Point localization data:
^^^^
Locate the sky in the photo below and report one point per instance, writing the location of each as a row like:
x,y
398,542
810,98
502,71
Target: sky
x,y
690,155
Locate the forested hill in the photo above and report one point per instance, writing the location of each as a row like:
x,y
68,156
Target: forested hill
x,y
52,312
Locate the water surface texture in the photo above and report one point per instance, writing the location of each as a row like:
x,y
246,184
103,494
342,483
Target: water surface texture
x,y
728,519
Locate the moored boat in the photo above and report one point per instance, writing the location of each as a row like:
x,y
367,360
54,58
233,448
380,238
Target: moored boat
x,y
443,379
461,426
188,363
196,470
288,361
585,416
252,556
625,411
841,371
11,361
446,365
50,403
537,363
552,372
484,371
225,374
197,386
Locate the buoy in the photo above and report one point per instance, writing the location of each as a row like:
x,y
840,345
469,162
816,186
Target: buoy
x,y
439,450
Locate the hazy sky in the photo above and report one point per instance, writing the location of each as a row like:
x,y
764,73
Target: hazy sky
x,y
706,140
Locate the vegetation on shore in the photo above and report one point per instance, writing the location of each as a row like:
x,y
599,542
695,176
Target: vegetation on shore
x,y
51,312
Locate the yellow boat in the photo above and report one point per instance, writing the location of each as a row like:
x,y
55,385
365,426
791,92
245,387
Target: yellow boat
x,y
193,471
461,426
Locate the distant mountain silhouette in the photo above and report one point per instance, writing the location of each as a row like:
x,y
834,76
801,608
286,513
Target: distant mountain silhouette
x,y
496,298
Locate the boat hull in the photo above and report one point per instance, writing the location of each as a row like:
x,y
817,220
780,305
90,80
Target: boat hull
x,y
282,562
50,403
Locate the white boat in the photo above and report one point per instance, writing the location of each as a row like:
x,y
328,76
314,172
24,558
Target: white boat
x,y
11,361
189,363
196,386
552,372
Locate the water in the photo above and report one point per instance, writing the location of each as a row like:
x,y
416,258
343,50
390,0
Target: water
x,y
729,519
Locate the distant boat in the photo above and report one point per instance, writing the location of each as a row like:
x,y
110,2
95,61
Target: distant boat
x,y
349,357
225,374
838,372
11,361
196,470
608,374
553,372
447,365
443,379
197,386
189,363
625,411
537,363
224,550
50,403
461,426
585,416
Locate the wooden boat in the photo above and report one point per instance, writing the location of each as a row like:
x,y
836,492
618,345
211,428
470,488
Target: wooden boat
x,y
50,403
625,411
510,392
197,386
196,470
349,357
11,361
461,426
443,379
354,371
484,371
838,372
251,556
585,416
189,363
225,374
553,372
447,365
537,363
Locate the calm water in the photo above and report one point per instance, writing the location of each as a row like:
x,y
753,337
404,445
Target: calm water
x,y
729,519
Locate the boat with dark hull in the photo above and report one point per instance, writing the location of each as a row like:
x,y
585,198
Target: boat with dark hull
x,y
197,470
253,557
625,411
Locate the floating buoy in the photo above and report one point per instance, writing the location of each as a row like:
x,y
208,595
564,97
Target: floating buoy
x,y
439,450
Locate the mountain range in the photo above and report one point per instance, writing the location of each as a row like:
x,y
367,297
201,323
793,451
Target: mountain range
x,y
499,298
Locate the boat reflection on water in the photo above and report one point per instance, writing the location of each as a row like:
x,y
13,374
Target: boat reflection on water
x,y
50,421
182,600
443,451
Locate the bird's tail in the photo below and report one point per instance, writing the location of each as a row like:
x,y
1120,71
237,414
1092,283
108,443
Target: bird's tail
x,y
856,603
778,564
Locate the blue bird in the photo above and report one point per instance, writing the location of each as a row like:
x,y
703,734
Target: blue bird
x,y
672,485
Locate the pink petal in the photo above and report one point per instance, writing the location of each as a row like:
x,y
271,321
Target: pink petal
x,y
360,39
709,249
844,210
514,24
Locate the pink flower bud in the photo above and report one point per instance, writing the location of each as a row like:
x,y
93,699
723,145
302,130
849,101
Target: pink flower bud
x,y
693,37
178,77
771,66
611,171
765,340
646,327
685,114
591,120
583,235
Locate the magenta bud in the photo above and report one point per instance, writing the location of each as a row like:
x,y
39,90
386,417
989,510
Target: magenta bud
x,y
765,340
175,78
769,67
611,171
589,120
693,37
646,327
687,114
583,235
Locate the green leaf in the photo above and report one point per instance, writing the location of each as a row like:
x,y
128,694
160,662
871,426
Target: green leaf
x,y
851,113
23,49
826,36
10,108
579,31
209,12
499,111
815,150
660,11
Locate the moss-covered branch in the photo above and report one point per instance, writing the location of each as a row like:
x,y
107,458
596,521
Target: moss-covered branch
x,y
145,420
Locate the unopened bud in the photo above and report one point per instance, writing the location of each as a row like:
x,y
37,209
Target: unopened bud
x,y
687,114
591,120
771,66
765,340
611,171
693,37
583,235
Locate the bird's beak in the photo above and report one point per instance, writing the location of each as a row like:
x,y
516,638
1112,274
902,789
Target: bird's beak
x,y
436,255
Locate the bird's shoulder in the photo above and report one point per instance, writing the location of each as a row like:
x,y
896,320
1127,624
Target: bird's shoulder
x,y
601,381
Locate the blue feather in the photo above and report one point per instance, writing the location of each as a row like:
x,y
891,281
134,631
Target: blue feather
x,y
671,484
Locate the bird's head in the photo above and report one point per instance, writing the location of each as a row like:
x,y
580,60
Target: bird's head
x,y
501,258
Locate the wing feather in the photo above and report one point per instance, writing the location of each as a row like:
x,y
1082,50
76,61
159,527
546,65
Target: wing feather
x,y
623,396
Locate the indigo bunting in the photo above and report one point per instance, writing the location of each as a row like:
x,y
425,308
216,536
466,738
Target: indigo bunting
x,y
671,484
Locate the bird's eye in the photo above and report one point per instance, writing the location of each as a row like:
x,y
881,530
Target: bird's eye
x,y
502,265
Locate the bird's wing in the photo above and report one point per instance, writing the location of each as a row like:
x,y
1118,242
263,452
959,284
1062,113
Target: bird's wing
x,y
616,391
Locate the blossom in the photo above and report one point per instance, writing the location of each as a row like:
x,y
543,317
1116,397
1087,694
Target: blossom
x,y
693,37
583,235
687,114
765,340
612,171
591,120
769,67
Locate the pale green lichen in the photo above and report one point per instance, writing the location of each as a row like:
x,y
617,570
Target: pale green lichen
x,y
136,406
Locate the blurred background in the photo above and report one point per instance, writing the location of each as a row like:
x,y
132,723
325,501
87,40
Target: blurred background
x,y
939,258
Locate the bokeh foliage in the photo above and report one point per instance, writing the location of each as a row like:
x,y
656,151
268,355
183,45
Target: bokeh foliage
^^^^
*Aim of the exercise*:
Print out every entry, keeping each one exact.

*Exercise response*:
Locate the sky in the photo below and report one point per instance, writing the location of each as a row like:
x,y
398,542
810,98
502,71
Target: sky
x,y
690,155
Locate the forested hill in the photo above and report one point per instance, writing the location of each as a row like:
x,y
68,156
Target: forested hill
x,y
52,312
Locate the water surface texture in the photo above and report one point per instance, writing the location of each as a row like:
x,y
246,184
103,494
342,483
Target: water surface texture
x,y
728,519
Locate the moored boat in the photo above and report one point per instance, writing the location of each as a row like:
x,y
367,360
54,58
233,448
380,238
Target: moored boat
x,y
443,379
461,426
188,363
196,470
288,361
585,416
252,556
625,411
841,371
11,361
446,365
50,403
537,363
552,372
484,371
225,374
197,386
Locate the buoy in the photo above and report one point per instance, writing the location of each as a row like:
x,y
840,345
469,162
816,186
Target: buoy
x,y
439,450
Locate the hazy sky in the photo above and report one point per instance, writing the location of each as a row like:
x,y
764,73
Target: hazy sky
x,y
706,140
Locate the vegetation on shore in the photo above and report one point per instance, writing the location of each as a row like:
x,y
599,542
695,176
Target: vegetation on shore
x,y
51,312
Locate the yellow boat in the photo above and report one point per instance, writing the location of each as a row like:
x,y
55,385
365,426
791,92
245,387
Target: yellow boat
x,y
193,471
461,426
Locate the distant mountain silhouette in the photo above and report one point per instance, writing the location of each as a row like:
x,y
834,76
801,608
286,513
Target: distant mountain silhouette
x,y
496,298
Locate the boat hull in the photo above and report one point per instance, writing the location of each as a row like:
x,y
817,220
780,305
90,80
Target: boat hull
x,y
282,562
50,403
Locate the white boat in the photo above and report one point per instance, writing the location of each as a row like:
x,y
328,76
314,172
24,558
Target: white boat
x,y
11,361
189,363
196,386
552,372
Locate the water in the photo above and report one point per instance, writing the location of each as a row like:
x,y
416,258
343,50
390,0
Target: water
x,y
729,519
Locate the distant boat in the photo above and report one point per instance, writing the location of each as a row like:
x,y
110,2
95,61
Target: distant boat
x,y
349,357
225,374
838,372
11,361
196,470
608,374
553,372
447,365
443,379
197,386
189,363
625,411
537,363
224,550
50,403
461,426
585,416
Locate the wooden boat in the photo above and report one point per instance, writing the location of each as a row like:
x,y
836,492
618,345
211,428
470,488
Target: wooden boat
x,y
50,403
625,411
510,392
197,386
196,470
349,357
11,361
461,426
443,379
354,371
484,371
838,372
251,556
585,416
189,363
225,374
553,372
447,365
537,363
Locate the calm water in the photo above and report one point per instance, writing the location of each as a row like:
x,y
753,337
404,445
Target: calm water
x,y
729,519
Locate the boat with dark hull in the photo above and report one point per instance, writing the location of each as a row like:
x,y
585,198
Target: boat with dark hull
x,y
197,470
253,557
625,411
Locate the floating buoy in the photo above and report one point per instance, writing the location of each as a row like:
x,y
208,595
564,97
Target: floating buoy
x,y
439,450
Locate the mountain range in the photo above and report one point per instance, writing the location of each as a row like:
x,y
367,297
201,323
793,451
Target: mountain range
x,y
499,298
Locate the boat reflection on water in the photo above and report one point per instance, writing the location of each as a row like:
x,y
13,374
Target: boat reflection on water
x,y
50,421
182,600
443,451
Locate the bird's tail in the photo below and report one point per instance, writing the location of each as a row like:
x,y
1120,71
237,414
1092,283
108,443
Target: bird's tail
x,y
856,603
778,564
Locate the blue bird in the photo above and report one point per instance, writing the location of each as a row like:
x,y
703,734
Target: blue bird
x,y
672,485
Locate the pink petal in the photo above and report one point per instance, writing the location of each as a row like:
x,y
271,321
Target: pink petal
x,y
360,39
709,249
844,210
514,24
Locate the pink flower bud in the photo above and report one point per instance, writing the location of each as a row like:
x,y
93,699
723,145
302,130
849,101
Target: pink flower bud
x,y
693,37
178,77
771,66
611,171
765,340
646,327
685,114
591,120
583,235
Locate the magenta bud in the photo above and report one point per instance, writing the location of each as a row like:
x,y
39,90
386,417
989,510
Target: magenta bud
x,y
765,340
175,78
769,67
611,171
589,120
693,37
646,327
687,114
583,235
Locate the green leaf in the photo above and report one point per instance, writing the location of each as a row like:
x,y
128,694
160,662
871,426
Target: green leaf
x,y
851,113
23,49
826,36
10,108
579,31
209,12
499,111
815,150
660,11
Locate the moss-covered branch in the photo above and report one point per instance, writing the location of each as a row like:
x,y
107,458
596,521
Target: moss-covered branch
x,y
145,420
Locate the unopened bud in the photo above and report one point per instance, writing the location of each as a row like:
x,y
37,209
Target: unopened bud
x,y
687,114
591,120
771,66
765,340
611,171
693,37
583,235
Locate the bird's beak in the photo above and report one point per instance, writing the location of each as a row like:
x,y
516,638
1112,274
902,789
Target: bird's beak
x,y
436,255
Locate the bird's shoulder in the photo above and report one point per instance, writing the location of each as a row like:
x,y
896,320
1127,624
Target: bird's shoulder
x,y
601,381
Locate the blue feather in the photo above and report one point per instance, writing the location of each as a row like:
x,y
891,281
134,631
Target: blue feather
x,y
671,484
Locate the bird's head in the photo above and report one point per instance, writing the location of each as a row like:
x,y
580,60
Target: bird's head
x,y
501,258
Locate the wing feather in the photo above and report one point per instance, writing the location of each as a row like:
x,y
1082,50
76,61
159,527
546,65
Target: wing feather
x,y
623,396
Locate the indigo bunting in the photo above and report one point per instance, writing the location of each as a row like:
x,y
425,308
216,536
466,738
Target: indigo bunting
x,y
671,484
Locate the bird's eye in the photo above and report one point per instance, writing the location of each as a row like:
x,y
881,530
Target: bird's eye
x,y
502,265
Locate the bird's wing in the photo above and report one point per instance, writing the location of each as a row like:
x,y
1118,242
263,452
959,284
1062,113
Target: bird's wing
x,y
616,391
Locate the blossom in the photo above and report one point per instance, writing the location of each as a row like:
x,y
543,317
1116,397
1087,694
Target: blossom
x,y
693,37
583,235
687,114
765,340
612,171
591,120
769,67
Locate the pale green lichen in the photo above and report one point per instance, writing the location of each as a row like:
x,y
617,570
Target: pale green lichen
x,y
136,406
Locate the blurred background in the photo above and report one point per instance, writing the location of each as a row like:
x,y
132,723
325,501
87,40
Target: blurred background
x,y
939,258
Locate the bokeh foliage in the photo above and report one point per instance, writing the location of each as a row like:
x,y
656,151
268,355
183,45
Target: bokeh foliage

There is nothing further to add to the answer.